» Provided text
When MSU’s barley program director, Jamie Sherman, started in 2015, she had a vision for how the future lab would serve the region and used startup funds provided by MSU to establish the Barley, Malt & Brewing Quality Lab by 2016.

“We’re very unique in that way,” said Turner of the lab’s services. “There weren’t any other public labs that were able to do this so we kind of set an example.”

Although other labs are working toward supplying the same services MSU’s does, it remains the most robust in the region as far as data and services provided. Data about the barley, which is bred here in the campus’ greenhouses, is collected through a three-stage process: steep, germination and kiln. They get close to fermenting – though without producing alcohol since they aren’t a licensed brewery – but enough to be able to accomplish the research and answer the questions that brewers will need. 

All this provides the data necessary to grow viable malts that will produce great malt, which ultimately becomes great beer.

The malting process at a glance

Malting takes advantage of the natural process of germination.

1. Steeping: Steeping takes 1-2 days, in which the barley grain is taken from 8-12 percent to 42-46 percent moisture. This tricks the barley into germination, similar to spring rains.

2. Germination: During this three to five day period the grain undergoes changes such as cell wall breakdown. This exposes the internal starches, which are then available as an energy source for the plant, or for the brewing process as a sugar source for fermentation.

» Data excerpts
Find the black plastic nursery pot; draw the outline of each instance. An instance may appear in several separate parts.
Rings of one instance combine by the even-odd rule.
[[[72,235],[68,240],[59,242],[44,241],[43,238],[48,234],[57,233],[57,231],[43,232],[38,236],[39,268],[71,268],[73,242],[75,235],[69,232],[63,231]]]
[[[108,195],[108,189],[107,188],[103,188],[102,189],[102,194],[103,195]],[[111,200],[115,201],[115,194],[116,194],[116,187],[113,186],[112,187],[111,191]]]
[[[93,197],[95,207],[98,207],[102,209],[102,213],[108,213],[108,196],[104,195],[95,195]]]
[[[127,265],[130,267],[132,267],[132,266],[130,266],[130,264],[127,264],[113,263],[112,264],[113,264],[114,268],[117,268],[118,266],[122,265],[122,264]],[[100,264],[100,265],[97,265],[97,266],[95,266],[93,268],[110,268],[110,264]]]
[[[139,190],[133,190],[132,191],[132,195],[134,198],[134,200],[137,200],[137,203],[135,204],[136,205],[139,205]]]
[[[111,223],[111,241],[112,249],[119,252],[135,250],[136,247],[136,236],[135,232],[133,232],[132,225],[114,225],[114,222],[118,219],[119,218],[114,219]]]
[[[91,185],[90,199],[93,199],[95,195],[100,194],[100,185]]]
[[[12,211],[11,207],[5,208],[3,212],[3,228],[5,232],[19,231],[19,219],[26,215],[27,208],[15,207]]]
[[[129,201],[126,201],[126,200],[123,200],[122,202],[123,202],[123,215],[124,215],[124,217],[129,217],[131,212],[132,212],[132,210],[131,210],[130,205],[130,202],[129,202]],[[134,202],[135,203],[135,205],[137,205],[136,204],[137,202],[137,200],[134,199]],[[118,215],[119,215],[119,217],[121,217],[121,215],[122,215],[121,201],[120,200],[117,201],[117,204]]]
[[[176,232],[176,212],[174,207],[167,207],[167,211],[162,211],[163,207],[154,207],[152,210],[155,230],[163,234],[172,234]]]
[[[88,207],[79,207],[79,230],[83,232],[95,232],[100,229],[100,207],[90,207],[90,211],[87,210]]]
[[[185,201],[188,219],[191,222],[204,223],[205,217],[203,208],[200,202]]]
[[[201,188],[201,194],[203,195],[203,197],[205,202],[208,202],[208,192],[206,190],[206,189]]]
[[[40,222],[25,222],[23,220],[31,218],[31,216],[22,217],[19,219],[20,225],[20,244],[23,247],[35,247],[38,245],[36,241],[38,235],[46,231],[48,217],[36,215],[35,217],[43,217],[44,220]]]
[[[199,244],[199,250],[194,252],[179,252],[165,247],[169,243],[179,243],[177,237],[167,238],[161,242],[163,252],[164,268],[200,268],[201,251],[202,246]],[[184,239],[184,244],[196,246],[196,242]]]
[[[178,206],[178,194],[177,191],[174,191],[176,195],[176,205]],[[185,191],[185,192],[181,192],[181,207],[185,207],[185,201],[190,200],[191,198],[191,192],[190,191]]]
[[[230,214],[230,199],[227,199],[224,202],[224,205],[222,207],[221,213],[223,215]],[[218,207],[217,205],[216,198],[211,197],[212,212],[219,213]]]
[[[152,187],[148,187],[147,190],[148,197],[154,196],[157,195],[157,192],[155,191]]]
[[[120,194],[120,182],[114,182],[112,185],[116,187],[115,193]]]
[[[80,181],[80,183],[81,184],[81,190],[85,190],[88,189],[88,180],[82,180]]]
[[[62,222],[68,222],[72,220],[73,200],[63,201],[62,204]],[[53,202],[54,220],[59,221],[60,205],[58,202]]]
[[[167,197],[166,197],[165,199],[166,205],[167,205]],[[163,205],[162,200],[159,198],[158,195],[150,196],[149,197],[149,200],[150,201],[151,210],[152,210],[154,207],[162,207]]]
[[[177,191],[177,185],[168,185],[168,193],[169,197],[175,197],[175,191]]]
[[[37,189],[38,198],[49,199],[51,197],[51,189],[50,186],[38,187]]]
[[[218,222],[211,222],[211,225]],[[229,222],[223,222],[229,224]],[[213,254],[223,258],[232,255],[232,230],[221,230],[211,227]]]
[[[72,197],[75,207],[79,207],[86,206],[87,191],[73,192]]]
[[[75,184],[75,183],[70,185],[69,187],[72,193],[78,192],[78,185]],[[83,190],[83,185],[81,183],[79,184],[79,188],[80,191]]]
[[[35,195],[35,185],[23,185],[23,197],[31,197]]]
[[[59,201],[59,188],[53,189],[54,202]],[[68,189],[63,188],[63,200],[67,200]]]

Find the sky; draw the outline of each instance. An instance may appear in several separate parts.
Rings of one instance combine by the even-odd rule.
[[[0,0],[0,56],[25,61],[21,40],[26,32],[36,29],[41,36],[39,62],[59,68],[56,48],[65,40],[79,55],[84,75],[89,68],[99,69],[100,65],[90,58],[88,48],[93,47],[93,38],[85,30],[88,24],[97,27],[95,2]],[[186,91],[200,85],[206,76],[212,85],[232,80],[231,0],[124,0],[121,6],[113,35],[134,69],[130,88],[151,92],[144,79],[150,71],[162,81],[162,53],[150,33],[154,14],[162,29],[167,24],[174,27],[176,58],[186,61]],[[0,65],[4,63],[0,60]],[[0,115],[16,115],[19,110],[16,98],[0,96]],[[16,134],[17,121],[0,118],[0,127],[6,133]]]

» Task set
**a)** In the barley lab text, what are the three stages of the process used to collect data about the barley?
**b)** Reproduce word for word the passage of the barley lab text from "The malting process" to "to spring rains.".

» Solutions
**a)** Steep, germination and kiln.

**b)**
The malting process at a glance

Malting takes advantage of the natural process of germination.

1. Steeping: Steeping takes 1-2 days, in which the barley grain is taken from 8-12 percent to 42-46 percent moisture. This tricks the barley into germination, similar to spring rains.